* BEGIN Stored records *

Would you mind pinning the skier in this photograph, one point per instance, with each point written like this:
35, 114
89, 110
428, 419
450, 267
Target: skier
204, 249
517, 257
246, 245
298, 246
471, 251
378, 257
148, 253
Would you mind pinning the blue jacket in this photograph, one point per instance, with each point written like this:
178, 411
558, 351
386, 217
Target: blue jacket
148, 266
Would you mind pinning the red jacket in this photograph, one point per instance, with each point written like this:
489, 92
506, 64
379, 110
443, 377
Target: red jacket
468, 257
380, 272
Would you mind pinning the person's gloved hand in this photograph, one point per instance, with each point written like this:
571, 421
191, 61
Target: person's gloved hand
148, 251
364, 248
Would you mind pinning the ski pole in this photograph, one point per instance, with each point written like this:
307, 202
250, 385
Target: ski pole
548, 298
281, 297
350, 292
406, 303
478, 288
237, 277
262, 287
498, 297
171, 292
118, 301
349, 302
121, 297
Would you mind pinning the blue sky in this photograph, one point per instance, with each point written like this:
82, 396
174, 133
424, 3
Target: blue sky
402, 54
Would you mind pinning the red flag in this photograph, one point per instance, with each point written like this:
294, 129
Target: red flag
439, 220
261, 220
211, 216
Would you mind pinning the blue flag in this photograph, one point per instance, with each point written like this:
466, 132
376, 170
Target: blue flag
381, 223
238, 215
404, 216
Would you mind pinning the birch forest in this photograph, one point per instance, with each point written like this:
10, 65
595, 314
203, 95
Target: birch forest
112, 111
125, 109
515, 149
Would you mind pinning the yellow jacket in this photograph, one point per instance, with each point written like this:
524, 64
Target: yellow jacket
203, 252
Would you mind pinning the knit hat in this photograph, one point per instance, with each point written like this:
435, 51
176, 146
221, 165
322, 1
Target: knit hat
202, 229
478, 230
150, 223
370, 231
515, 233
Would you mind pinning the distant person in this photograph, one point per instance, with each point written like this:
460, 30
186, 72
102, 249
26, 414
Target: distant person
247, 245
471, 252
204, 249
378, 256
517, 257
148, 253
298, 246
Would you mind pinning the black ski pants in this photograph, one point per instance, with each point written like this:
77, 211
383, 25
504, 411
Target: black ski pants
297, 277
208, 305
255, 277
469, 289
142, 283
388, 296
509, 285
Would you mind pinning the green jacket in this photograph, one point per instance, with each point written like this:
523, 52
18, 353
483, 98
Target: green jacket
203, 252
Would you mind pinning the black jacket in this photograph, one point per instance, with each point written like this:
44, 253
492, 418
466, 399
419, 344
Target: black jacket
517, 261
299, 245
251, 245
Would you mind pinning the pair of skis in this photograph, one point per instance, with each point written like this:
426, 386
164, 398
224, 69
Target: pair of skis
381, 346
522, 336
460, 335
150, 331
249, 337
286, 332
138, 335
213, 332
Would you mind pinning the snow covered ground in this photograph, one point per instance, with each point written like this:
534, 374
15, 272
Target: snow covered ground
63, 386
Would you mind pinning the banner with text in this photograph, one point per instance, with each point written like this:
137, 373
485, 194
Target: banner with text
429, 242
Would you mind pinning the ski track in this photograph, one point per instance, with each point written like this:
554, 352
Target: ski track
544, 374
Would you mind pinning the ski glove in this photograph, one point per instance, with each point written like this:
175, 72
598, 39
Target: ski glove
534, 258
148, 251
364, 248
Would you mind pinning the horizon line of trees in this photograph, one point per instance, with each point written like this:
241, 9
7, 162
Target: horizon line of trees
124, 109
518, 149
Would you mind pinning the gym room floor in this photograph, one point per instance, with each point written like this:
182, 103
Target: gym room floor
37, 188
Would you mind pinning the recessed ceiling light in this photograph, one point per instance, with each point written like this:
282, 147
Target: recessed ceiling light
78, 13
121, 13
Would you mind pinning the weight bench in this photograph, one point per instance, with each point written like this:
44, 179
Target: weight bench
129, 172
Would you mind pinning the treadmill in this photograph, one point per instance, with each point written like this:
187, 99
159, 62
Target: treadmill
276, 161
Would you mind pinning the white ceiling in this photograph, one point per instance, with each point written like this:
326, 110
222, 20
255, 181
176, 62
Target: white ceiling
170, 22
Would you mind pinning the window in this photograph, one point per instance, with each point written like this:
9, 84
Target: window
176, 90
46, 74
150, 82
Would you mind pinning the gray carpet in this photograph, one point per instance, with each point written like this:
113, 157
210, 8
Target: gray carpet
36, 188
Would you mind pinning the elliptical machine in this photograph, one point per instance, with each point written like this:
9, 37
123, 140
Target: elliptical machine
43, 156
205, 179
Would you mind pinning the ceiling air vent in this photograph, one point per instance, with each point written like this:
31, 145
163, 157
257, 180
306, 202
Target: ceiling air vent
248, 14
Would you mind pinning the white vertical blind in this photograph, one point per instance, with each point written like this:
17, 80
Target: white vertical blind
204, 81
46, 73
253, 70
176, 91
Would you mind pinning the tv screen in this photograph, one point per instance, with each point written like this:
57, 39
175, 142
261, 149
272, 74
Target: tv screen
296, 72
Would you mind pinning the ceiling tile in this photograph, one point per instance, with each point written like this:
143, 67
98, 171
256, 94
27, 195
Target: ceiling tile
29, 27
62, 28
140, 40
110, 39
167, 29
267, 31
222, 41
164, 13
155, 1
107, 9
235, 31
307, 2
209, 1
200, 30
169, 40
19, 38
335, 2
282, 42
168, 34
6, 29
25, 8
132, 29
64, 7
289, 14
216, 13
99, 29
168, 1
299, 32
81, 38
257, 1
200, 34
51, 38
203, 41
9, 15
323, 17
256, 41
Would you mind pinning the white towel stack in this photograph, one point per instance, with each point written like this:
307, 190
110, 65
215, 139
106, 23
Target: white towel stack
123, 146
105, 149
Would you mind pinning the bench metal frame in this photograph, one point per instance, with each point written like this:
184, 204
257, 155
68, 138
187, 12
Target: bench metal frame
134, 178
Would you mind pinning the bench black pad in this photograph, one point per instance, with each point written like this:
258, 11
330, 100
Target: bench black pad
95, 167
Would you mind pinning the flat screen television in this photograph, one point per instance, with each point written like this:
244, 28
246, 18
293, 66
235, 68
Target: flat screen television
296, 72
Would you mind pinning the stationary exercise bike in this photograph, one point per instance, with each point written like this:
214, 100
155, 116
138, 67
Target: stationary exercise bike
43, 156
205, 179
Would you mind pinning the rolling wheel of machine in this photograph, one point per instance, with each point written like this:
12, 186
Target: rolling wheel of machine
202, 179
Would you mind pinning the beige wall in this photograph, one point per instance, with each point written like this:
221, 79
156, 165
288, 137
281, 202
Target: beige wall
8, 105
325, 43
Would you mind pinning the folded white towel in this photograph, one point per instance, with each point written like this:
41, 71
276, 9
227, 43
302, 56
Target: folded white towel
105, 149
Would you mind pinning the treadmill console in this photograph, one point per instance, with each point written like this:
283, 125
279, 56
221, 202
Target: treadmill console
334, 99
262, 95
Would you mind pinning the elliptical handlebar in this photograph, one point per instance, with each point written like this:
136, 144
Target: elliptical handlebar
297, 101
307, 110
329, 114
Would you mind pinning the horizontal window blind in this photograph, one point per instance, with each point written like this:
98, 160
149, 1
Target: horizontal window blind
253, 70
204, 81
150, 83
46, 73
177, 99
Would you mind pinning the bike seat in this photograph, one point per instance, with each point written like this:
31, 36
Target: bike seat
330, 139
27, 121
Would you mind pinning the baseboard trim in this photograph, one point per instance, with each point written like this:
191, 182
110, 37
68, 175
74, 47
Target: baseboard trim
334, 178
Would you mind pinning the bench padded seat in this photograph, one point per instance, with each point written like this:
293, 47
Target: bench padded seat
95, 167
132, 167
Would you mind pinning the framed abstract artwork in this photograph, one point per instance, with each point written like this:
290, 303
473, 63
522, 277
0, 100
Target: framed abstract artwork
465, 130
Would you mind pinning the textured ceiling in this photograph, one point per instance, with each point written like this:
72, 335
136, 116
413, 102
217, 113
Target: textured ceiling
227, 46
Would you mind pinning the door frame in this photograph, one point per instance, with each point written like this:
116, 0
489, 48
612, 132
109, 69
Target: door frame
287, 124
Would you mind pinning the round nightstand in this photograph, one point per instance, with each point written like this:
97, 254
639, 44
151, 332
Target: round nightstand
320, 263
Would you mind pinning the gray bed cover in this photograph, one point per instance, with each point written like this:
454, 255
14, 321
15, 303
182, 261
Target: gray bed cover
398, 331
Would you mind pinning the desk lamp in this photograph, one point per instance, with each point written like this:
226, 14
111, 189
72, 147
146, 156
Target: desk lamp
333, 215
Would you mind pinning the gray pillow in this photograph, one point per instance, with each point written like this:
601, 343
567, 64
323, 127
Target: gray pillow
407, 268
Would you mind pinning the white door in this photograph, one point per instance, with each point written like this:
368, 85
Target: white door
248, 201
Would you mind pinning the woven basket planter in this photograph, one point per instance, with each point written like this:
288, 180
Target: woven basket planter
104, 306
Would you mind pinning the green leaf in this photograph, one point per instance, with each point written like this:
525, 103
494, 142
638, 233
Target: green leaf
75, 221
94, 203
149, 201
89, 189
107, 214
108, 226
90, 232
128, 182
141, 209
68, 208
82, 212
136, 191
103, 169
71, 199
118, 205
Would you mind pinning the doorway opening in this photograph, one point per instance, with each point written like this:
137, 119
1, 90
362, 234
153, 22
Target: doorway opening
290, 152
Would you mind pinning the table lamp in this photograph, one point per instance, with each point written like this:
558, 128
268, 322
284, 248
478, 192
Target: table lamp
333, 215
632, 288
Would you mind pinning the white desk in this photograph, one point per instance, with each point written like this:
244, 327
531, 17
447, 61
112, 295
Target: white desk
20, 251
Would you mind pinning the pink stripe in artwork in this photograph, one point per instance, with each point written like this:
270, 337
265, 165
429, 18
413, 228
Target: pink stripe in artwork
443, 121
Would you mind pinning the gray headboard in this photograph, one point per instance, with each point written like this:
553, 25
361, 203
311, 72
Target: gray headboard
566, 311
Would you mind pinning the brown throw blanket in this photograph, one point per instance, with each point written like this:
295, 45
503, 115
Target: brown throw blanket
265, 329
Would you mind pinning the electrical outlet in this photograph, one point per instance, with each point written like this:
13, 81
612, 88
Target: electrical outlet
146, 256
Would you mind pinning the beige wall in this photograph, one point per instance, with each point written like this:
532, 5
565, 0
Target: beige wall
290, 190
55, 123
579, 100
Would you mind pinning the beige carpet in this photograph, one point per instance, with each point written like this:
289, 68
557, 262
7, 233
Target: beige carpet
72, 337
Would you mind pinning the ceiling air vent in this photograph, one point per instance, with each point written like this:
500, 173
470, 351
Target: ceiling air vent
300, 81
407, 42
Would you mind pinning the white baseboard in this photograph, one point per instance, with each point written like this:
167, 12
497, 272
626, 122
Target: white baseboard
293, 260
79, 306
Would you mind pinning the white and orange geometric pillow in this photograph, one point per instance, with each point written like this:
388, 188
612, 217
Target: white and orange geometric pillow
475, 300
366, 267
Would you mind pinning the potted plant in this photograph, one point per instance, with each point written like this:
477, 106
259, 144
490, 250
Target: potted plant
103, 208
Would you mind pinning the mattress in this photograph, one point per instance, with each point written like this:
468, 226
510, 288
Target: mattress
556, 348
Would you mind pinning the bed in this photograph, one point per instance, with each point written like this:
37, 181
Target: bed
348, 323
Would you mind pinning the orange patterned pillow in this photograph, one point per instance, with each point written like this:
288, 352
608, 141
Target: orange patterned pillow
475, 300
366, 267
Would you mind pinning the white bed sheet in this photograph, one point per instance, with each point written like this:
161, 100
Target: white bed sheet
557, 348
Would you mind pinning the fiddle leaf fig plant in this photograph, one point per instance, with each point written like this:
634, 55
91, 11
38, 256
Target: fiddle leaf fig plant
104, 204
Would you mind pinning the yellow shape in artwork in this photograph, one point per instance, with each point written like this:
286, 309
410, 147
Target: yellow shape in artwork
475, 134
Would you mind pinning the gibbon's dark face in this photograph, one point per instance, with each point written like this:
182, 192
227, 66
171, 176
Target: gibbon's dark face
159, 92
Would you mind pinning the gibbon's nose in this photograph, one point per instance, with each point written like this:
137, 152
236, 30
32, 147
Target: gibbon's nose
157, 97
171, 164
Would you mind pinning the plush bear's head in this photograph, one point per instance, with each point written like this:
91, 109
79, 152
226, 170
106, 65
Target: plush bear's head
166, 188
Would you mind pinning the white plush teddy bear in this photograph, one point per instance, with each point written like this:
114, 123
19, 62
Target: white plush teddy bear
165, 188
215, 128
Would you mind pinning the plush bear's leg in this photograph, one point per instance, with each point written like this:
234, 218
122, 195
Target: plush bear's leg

* END Stored records *

Exercise requirements> Repeat only the lines running from the line that contains "Would you mind pinning the fiddle" through the last line above, inclusive.

Output of the exercise>
Would you mind pinning the fiddle leaf fig plant in this photograph, one point per instance, with each point written like this:
634, 55
91, 11
38, 256
Target: fiddle leaf fig plant
104, 204
Would you mind pinning the yellow shape in artwork in this photograph, one point per instance, with each point written like this:
286, 309
410, 147
Target: yellow shape in artwork
475, 134
Would you mind pinning the gibbon's dark face in this photograph, one point per instance, with each point written like this:
182, 192
227, 66
171, 176
Target: gibbon's dark face
159, 92
Would you mind pinning the gibbon's nose in this photograph, one point per instance, with each point written like this:
137, 152
236, 30
32, 147
Target: gibbon's nose
157, 97
171, 164
Would you mind pinning the plush bear's head in this photograph, one point per instance, with each point written like this:
91, 109
79, 152
226, 170
106, 65
Target: plush bear's head
166, 188
Would you mind pinning the white plush teddy bear in this photograph, one point per instance, with each point written like this:
114, 123
19, 62
Target: white plush teddy bear
165, 188
215, 128
Would you mind pinning the plush bear's leg in this photograph, one point per instance, with each point written like this:
234, 218
122, 195
Target: plush bear's leg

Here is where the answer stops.